**Collected data**
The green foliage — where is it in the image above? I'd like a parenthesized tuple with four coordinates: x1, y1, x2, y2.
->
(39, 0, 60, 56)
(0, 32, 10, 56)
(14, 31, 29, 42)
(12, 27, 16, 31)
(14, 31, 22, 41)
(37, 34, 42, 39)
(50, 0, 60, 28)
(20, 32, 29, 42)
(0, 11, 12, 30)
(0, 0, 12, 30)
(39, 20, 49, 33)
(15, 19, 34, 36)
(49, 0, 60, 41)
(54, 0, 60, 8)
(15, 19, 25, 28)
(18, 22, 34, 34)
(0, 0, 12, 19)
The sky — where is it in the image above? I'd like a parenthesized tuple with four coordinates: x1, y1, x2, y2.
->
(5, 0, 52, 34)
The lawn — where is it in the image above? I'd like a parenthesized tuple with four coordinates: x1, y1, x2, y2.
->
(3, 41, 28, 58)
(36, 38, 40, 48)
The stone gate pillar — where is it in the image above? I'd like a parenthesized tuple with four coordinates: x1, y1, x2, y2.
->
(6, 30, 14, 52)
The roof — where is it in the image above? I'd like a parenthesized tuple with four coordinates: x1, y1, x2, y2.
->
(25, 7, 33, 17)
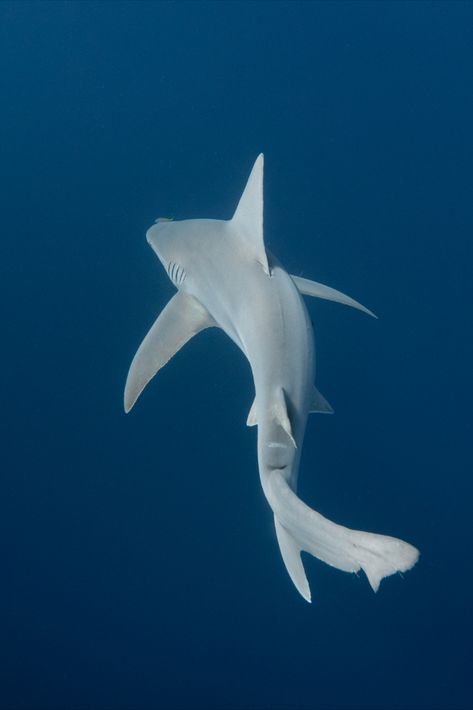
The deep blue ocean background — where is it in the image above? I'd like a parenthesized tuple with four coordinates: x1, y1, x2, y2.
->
(1, 2, 472, 709)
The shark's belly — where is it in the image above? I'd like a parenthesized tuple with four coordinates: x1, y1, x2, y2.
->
(209, 263, 315, 443)
(243, 267, 314, 404)
(189, 256, 315, 436)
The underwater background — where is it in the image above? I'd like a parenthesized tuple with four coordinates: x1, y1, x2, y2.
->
(1, 2, 472, 709)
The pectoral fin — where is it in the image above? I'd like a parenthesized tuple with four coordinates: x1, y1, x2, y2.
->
(124, 292, 214, 413)
(291, 275, 377, 318)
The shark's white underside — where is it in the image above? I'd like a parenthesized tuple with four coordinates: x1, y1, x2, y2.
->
(124, 154, 419, 602)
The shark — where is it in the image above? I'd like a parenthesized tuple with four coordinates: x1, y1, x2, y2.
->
(124, 154, 419, 602)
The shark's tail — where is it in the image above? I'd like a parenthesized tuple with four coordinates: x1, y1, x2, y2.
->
(268, 472, 419, 602)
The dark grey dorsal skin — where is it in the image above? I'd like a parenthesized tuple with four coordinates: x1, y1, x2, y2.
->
(124, 155, 419, 602)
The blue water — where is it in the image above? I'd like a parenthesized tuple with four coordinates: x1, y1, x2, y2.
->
(1, 2, 472, 709)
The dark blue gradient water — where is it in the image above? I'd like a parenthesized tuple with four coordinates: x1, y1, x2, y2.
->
(1, 2, 472, 708)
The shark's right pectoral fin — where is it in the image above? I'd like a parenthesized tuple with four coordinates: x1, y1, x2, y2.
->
(291, 274, 377, 318)
(124, 291, 214, 413)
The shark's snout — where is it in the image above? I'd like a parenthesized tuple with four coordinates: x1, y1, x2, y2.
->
(146, 224, 160, 246)
(146, 217, 173, 242)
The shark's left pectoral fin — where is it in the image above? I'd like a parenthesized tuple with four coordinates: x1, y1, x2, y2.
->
(124, 292, 214, 413)
(231, 153, 270, 276)
(291, 275, 377, 318)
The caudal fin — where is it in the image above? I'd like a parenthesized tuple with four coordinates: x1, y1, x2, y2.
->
(274, 517, 312, 602)
(269, 473, 419, 601)
(340, 527, 420, 593)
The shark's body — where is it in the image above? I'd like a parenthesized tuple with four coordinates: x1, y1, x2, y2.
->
(125, 155, 419, 602)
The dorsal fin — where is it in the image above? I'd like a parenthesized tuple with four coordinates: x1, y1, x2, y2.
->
(231, 154, 270, 275)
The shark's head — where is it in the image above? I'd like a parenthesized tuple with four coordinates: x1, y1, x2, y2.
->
(144, 153, 269, 289)
(146, 215, 230, 291)
(146, 217, 194, 289)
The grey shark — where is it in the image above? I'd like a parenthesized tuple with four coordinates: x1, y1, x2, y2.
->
(124, 154, 419, 602)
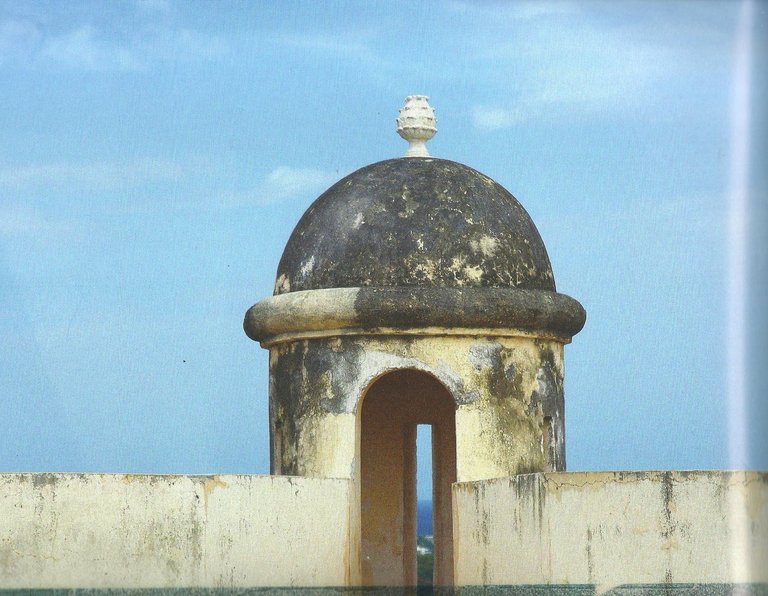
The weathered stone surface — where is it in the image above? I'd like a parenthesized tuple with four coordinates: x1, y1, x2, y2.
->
(266, 335, 566, 482)
(273, 158, 557, 295)
(245, 154, 584, 495)
(453, 471, 768, 588)
(239, 131, 589, 590)
(244, 286, 586, 345)
(0, 473, 357, 588)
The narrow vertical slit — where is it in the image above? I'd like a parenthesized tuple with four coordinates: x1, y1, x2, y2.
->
(416, 424, 433, 588)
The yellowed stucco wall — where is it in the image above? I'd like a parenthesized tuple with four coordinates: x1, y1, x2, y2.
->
(269, 334, 566, 484)
(0, 473, 357, 589)
(453, 470, 768, 589)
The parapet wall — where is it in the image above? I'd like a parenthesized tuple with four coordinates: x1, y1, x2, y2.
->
(0, 473, 357, 589)
(453, 470, 768, 589)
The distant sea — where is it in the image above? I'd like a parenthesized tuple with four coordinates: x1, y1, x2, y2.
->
(416, 500, 432, 535)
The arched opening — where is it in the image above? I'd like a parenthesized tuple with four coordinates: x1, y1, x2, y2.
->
(359, 369, 456, 587)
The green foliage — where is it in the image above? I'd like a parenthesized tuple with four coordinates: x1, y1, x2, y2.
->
(416, 535, 434, 586)
(416, 550, 434, 586)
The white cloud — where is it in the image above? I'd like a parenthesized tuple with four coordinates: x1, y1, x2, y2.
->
(40, 25, 142, 71)
(0, 157, 211, 192)
(449, 1, 577, 21)
(0, 18, 42, 66)
(462, 3, 729, 131)
(471, 106, 524, 131)
(271, 29, 388, 72)
(539, 195, 724, 238)
(277, 32, 368, 55)
(0, 13, 229, 72)
(508, 2, 577, 20)
(223, 166, 340, 207)
(135, 0, 172, 14)
(0, 204, 79, 241)
(469, 39, 678, 131)
(162, 28, 228, 61)
(0, 158, 333, 212)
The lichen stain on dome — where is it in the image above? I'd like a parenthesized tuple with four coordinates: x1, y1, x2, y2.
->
(274, 157, 556, 295)
(470, 236, 499, 258)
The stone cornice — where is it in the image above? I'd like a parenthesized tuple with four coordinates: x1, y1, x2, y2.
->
(244, 286, 586, 346)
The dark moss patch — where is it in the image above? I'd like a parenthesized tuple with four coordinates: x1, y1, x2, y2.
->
(275, 158, 556, 294)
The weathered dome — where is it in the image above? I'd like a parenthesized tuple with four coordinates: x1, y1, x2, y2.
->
(274, 157, 555, 295)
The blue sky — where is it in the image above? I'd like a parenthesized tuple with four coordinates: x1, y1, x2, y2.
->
(1, 1, 766, 498)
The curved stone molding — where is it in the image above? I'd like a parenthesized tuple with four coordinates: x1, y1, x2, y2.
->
(244, 286, 586, 345)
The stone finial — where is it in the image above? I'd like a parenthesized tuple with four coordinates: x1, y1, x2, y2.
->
(396, 95, 436, 157)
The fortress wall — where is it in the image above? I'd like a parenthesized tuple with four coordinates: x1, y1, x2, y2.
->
(453, 470, 768, 588)
(0, 473, 356, 588)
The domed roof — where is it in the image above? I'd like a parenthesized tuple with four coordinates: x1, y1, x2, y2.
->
(274, 157, 555, 295)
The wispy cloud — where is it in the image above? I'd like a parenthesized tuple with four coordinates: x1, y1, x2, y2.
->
(460, 2, 729, 131)
(0, 18, 42, 66)
(39, 25, 142, 71)
(540, 195, 724, 237)
(0, 158, 335, 212)
(276, 32, 371, 56)
(159, 28, 228, 61)
(0, 10, 228, 71)
(0, 204, 80, 241)
(269, 28, 389, 73)
(472, 106, 523, 131)
(0, 157, 213, 192)
(471, 38, 671, 130)
(449, 1, 577, 21)
(222, 166, 340, 207)
(135, 0, 172, 14)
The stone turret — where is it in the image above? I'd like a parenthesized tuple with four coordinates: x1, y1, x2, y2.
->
(244, 96, 585, 586)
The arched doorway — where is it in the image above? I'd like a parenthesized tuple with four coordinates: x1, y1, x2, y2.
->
(359, 369, 456, 587)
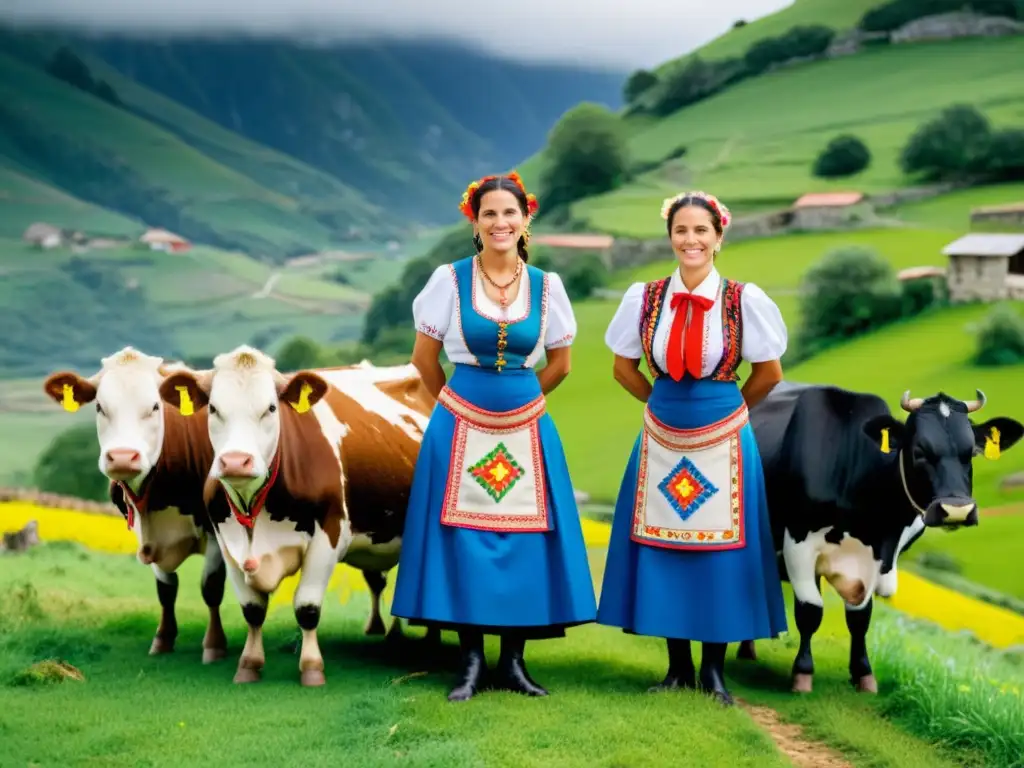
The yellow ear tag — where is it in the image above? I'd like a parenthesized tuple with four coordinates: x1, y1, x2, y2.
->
(61, 383, 79, 413)
(880, 427, 890, 454)
(176, 386, 194, 416)
(984, 426, 1000, 460)
(290, 382, 312, 414)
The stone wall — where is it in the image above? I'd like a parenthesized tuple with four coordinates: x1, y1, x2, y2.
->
(971, 208, 1024, 227)
(869, 182, 964, 209)
(947, 255, 1010, 302)
(891, 12, 1024, 43)
(0, 486, 118, 516)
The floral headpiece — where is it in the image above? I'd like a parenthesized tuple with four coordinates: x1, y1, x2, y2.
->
(458, 170, 539, 222)
(660, 190, 731, 229)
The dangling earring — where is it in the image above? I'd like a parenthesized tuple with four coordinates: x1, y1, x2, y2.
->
(473, 233, 483, 251)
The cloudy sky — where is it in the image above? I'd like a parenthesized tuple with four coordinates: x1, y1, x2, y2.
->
(0, 0, 792, 69)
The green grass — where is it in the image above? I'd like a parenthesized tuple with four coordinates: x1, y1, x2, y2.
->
(904, 514, 1024, 601)
(656, 0, 885, 71)
(894, 182, 1024, 231)
(2, 540, 1015, 767)
(523, 37, 1024, 238)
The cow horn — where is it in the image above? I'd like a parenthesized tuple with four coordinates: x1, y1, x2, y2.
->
(900, 390, 924, 412)
(963, 388, 986, 413)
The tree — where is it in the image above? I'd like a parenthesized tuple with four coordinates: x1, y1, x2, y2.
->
(813, 135, 871, 178)
(623, 70, 658, 103)
(794, 246, 903, 359)
(538, 103, 629, 213)
(33, 424, 109, 502)
(973, 304, 1024, 367)
(275, 336, 325, 371)
(900, 105, 992, 180)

**ACTION ITEM**
Which lines in the entries above contain "roof"? Pull each of them out.

**FINISHED EXERCISE**
The roof — where is it in the image above? I'd like a parenthesized tuple with four coordinates: x1, y1, x2, y2.
The domed roof — where is it in the image above? I'd like a parenthesized tuple with four coordinates: x1, y1, x2, y2.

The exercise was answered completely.